** Start Dataset records **

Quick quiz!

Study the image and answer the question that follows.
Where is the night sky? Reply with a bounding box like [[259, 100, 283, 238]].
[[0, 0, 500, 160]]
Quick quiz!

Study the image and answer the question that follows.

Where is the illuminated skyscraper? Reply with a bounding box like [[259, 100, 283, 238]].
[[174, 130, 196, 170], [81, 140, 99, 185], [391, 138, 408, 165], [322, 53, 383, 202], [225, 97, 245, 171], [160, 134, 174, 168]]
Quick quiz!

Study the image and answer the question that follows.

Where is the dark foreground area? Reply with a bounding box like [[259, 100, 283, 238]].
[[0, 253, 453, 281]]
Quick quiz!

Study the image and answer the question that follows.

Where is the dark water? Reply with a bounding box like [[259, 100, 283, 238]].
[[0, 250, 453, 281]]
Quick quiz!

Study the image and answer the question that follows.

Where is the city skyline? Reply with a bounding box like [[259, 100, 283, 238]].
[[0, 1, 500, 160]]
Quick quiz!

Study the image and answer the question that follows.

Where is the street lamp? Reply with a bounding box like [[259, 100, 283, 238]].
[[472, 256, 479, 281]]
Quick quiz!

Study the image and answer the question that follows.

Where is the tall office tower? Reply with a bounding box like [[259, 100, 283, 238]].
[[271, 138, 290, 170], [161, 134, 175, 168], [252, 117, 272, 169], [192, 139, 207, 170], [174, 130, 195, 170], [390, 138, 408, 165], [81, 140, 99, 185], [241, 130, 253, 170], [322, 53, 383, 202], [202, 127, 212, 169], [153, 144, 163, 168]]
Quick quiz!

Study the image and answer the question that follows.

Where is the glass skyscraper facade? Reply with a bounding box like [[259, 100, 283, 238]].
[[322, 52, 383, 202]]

** End Dataset records **

_Exercise instructions_
Please rewrite the items from the very start through the line containing "[[0, 0, 500, 160]]" as a JSON list of strings, with one string per line and blank lines left out.

_Result below_
[
  "Quick quiz!",
  "Study the image and answer the question that follows.",
  "Where is the night sky? Reply with a bounding box like [[259, 100, 283, 238]].",
  "[[0, 0, 500, 160]]"
]